## Requirement 1
In the abstract on obesity and endometrial cancer risk, how many matched case-control pairs had premenopausal measurements?
## Requirement 2
Write the next part of the abstract on obesity and endometrial cancer risk, picking up after its final sentence.

━━━━━ Document section ━━━━━

Premenopausal and postmenopausal obesity and endometrial cancer risk: circulating biomarkers of inflammation, insulin resistance, and sex hormones as mediators
JNCI: Journal of the National Cancer Institute, 2026
Wang S., Viallon V., Biessy C., O’Mara T., Kyrgiou M., Ellis L., Davidson E., Baker-Rand H., Yarmolinsky J., Keski-Rahkonen P., Johansson M., Fournier A., Canonico M., Naudin S., Turzanski Fortner R., Le Cornet C., Schulze M., Crous-Bou M., Sánchez M., Aizpurua A., Cabrera Castro N., Guevara M., Masala G., Tumino R., Giraudo M., Panico C., Travis R., Gunter M., Rinaldi S., Dashti S., Dossus L.
| Disease area | Application area | Sample type | Products |
|---|---|---|---|
Oncology Metabolic Diseases Gynecology | Pathophysiology | Plasma | Olink Target 96 |
Abstract
Background
Obesity may increase endometrial cancer risk through pathways involving chronic inflammation, insulin resistance, and altered sex hormone levels.
Methods
Within the European Prospective Investigation into Cancer and Nutrition cohort, we investigated these mediating pathways using prediagnostic circulating biomarkers measured in 337 matched case-control pairs with postmenopausal measurements and 196 pairs with premenopausal measurements. We estimated the natural indirect effect (NIE) of obesity (body mass index ≥30 kg/m2 vs <25 kg/m2) on endometrial cancer risk: (1) for each biomarker separately, (2) for all biomarkers jointly, and (3) sequentially, accounting for upstream biomarkers based on an assumed causal sequence specified a priori.

━━━━━ Excerpted data ━━━━━

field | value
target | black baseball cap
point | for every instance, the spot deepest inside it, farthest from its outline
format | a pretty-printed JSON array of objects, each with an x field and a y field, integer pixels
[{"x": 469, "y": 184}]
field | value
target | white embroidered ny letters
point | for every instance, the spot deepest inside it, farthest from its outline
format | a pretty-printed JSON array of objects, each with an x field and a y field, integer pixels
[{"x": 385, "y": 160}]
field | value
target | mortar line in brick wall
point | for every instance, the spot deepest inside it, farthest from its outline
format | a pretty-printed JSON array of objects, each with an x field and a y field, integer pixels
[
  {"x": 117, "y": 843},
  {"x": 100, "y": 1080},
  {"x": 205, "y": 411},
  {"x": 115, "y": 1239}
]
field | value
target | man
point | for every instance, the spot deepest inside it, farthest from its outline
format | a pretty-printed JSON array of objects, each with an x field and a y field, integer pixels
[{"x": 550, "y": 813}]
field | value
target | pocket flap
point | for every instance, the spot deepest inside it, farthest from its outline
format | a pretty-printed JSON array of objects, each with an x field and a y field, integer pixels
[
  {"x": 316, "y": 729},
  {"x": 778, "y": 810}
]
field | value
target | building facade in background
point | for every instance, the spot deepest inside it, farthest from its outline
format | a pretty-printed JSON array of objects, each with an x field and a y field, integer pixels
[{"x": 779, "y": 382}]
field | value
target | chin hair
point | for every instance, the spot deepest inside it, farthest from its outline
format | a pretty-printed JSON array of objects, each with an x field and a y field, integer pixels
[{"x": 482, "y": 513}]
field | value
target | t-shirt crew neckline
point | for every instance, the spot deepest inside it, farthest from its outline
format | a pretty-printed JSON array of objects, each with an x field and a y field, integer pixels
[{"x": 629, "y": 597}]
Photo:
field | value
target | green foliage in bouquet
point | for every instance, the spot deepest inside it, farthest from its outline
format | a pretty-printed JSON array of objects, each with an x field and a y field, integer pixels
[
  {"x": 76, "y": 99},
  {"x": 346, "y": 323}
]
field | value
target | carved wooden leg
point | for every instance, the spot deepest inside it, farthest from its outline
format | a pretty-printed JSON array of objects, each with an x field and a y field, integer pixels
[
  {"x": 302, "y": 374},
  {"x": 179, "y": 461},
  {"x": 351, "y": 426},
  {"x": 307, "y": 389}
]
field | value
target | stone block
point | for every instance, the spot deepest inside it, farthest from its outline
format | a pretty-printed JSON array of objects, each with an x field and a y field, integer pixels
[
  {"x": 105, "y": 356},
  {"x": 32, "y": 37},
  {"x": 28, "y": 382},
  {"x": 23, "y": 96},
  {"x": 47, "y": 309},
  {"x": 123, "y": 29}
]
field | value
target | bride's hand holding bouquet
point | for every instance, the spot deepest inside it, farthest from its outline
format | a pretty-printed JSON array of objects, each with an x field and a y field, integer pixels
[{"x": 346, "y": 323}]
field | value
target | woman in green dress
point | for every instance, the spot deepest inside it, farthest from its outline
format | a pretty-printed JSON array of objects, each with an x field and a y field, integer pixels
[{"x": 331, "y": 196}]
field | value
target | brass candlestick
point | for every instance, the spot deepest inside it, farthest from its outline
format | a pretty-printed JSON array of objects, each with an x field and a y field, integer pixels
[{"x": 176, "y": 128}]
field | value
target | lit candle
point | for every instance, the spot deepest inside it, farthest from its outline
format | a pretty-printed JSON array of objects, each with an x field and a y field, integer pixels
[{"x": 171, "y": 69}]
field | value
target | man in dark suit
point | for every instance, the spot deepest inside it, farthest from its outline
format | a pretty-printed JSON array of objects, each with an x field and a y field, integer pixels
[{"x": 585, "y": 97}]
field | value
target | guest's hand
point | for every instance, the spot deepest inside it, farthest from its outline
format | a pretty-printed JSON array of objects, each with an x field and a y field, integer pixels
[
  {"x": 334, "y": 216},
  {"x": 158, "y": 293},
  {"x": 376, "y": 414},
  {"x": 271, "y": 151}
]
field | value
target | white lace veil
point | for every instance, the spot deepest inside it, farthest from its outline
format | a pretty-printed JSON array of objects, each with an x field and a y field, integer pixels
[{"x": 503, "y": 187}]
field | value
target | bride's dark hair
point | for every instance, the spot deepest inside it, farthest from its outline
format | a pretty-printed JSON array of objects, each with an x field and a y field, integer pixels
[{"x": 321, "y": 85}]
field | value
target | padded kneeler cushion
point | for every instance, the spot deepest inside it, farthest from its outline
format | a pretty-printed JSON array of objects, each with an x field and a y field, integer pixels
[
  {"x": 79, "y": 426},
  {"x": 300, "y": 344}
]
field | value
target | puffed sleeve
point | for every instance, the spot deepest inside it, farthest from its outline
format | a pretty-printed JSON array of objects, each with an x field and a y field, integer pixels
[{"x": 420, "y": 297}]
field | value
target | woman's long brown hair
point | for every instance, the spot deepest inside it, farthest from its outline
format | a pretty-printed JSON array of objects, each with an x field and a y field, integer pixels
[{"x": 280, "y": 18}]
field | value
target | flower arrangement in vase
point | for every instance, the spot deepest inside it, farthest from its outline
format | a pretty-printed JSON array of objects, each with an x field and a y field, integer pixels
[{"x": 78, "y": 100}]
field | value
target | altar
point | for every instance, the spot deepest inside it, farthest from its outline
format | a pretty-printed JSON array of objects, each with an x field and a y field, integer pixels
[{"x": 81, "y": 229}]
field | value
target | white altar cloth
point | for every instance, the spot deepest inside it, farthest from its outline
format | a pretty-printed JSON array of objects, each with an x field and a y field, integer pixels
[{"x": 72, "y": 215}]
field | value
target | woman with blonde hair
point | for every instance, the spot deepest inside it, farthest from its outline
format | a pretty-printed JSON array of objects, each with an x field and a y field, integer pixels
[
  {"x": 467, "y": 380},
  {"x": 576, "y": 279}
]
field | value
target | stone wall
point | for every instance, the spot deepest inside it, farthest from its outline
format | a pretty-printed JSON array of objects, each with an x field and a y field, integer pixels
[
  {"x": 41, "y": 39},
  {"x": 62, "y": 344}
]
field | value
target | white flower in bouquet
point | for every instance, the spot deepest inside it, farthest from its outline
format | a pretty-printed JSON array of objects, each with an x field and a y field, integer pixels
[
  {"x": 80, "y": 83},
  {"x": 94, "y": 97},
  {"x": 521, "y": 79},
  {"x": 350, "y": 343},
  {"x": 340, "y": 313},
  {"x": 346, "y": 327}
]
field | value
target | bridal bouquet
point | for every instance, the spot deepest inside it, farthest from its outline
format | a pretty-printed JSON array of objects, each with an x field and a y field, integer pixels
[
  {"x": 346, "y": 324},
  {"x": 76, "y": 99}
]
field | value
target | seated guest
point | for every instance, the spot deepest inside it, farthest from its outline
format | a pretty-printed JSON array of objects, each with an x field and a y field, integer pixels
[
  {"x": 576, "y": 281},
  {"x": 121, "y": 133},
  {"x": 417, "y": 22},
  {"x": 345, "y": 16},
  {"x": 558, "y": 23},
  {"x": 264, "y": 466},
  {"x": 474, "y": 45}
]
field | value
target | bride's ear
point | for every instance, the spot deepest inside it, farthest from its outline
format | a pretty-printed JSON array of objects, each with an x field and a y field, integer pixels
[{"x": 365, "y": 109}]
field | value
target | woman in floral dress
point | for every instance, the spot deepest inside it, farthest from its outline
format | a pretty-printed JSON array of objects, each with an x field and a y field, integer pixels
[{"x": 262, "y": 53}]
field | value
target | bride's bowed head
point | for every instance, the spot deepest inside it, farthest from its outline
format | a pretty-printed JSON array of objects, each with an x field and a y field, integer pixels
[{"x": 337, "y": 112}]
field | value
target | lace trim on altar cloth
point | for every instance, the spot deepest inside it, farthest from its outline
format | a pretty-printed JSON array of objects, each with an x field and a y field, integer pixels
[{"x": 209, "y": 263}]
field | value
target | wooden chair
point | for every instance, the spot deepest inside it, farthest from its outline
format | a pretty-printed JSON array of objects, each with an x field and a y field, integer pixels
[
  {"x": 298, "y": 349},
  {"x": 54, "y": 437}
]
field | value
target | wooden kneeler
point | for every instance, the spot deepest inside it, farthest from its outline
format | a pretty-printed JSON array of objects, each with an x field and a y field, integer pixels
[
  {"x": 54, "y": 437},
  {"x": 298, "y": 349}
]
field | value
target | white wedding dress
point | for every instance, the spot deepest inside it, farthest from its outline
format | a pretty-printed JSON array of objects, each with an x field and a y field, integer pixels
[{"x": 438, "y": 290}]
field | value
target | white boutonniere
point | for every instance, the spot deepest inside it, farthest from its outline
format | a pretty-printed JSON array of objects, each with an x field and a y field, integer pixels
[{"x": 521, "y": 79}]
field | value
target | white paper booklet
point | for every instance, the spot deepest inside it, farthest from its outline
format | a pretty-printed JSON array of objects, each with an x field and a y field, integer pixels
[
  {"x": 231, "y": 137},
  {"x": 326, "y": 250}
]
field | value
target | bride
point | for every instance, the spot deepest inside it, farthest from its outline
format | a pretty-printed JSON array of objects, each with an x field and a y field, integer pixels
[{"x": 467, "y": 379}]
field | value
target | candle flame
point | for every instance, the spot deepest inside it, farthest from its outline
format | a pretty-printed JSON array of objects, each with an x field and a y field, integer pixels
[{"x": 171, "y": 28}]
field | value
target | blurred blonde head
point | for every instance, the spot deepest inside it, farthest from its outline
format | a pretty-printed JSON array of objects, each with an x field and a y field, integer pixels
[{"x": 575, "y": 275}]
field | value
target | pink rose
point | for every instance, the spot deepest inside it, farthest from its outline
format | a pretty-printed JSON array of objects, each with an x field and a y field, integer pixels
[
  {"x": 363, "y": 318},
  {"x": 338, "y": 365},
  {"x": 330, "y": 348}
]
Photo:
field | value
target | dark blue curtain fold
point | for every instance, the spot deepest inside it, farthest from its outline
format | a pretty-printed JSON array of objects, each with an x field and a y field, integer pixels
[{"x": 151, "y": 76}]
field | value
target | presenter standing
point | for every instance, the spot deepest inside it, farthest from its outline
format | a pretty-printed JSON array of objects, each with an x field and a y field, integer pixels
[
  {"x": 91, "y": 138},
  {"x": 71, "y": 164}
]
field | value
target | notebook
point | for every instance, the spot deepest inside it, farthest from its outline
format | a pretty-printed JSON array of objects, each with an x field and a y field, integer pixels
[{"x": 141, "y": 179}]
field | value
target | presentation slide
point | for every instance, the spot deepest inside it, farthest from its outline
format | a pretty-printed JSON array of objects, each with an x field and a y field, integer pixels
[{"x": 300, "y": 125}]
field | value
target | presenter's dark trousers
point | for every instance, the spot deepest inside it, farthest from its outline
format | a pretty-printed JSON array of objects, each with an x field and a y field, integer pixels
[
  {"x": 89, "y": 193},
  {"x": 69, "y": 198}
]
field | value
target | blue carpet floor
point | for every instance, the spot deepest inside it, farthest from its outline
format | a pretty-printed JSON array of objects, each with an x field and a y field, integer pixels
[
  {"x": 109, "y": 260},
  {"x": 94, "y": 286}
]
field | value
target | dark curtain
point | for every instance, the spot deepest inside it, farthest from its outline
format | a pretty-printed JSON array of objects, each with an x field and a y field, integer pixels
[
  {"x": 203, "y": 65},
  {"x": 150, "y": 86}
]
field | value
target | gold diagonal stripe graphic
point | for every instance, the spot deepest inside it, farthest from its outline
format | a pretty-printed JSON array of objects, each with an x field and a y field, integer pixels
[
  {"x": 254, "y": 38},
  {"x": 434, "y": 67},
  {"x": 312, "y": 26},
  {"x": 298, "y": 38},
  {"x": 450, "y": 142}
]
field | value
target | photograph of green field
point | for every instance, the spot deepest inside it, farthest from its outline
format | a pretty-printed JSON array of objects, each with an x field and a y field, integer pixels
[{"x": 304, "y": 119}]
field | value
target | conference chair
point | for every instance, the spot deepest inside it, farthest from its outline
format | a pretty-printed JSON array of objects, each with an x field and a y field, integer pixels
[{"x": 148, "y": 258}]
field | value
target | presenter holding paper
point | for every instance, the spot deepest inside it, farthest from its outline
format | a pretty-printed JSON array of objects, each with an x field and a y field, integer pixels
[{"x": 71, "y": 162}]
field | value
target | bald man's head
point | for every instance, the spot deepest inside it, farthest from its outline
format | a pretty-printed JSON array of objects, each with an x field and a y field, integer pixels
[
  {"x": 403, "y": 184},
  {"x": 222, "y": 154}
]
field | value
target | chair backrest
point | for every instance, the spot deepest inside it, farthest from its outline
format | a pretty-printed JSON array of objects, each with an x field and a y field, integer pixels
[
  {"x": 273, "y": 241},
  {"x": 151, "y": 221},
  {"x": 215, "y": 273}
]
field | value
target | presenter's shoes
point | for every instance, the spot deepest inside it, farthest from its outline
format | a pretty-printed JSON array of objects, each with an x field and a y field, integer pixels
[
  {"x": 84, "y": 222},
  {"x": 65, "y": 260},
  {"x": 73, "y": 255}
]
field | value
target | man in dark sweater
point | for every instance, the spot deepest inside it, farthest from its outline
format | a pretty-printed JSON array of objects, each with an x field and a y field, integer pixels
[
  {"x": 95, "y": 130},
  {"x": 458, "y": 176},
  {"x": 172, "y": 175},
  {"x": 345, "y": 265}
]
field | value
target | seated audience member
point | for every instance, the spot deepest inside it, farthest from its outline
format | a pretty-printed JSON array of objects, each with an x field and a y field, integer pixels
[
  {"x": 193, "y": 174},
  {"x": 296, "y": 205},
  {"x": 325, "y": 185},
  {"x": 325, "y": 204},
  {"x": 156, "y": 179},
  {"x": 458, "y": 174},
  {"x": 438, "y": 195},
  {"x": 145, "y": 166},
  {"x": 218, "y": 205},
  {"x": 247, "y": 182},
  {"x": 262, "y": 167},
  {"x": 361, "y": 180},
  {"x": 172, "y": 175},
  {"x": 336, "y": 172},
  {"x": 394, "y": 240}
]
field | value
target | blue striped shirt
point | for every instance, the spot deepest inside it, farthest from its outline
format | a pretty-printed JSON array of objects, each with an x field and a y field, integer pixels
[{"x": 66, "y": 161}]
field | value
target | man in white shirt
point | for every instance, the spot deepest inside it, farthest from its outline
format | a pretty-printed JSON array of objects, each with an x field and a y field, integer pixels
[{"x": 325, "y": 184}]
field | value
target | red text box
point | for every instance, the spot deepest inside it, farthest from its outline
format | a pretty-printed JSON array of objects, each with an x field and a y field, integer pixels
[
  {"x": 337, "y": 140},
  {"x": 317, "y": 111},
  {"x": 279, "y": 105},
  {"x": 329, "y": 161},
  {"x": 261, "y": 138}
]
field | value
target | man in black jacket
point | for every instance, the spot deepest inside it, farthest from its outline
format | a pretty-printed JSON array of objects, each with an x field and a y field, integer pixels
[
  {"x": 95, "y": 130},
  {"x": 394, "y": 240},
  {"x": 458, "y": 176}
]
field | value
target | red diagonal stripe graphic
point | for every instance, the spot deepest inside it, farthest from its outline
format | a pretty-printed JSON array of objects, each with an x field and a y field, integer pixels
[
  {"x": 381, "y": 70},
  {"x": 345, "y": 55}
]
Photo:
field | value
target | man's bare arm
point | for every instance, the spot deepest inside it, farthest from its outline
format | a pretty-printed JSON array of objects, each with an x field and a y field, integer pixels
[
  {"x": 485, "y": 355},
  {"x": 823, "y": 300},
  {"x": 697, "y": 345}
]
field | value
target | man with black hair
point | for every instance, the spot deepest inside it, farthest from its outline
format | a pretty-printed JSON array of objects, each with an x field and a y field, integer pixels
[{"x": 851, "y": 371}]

━━━━━

## Response box 1
196 pairs.

## Response box 2
Results
The adjusted odds ratio (OR) between obesity and endometrial cancer risk was 3.34 (95% confidence interval [CI] = 1.97 to 5.65) in the postmenopausal analysis and 3.24 (95% CI = 1.43 to 7.36) in the premenopausal analysis. Jointly, the ORNIE through all biomarkers was 1.82 (95% CI = 1.21 to 2.74; proportion mediated [PM] = 50%) in the postmenopausal analysis and 1.79 (0.97 to 3.29; 49%) in the premenopausal analysis. In sequential mediation analysis, estrone (ORNIE = 1.20, 95% CI = 1.02 to 1.41; PM = 15%) remained a key mediator beyond upstream biomarkers in the postmenopausal analysis and interleukin-6 (1.35, 1.03 to 1.78; 24%) remained a key mediator in the premenopausal analysis.
Conclusions
Circulating biomarkers for inflammation, insulin resistance, and sex hormones may mediate the effect of obesity on endometrial cancer risk, with some overlaps in mediating pathways. Sex hormones were the most prominent mediators in postmenopausal obesity, whereas biomarkers for inflammation may play an important role in premenopausal obesity.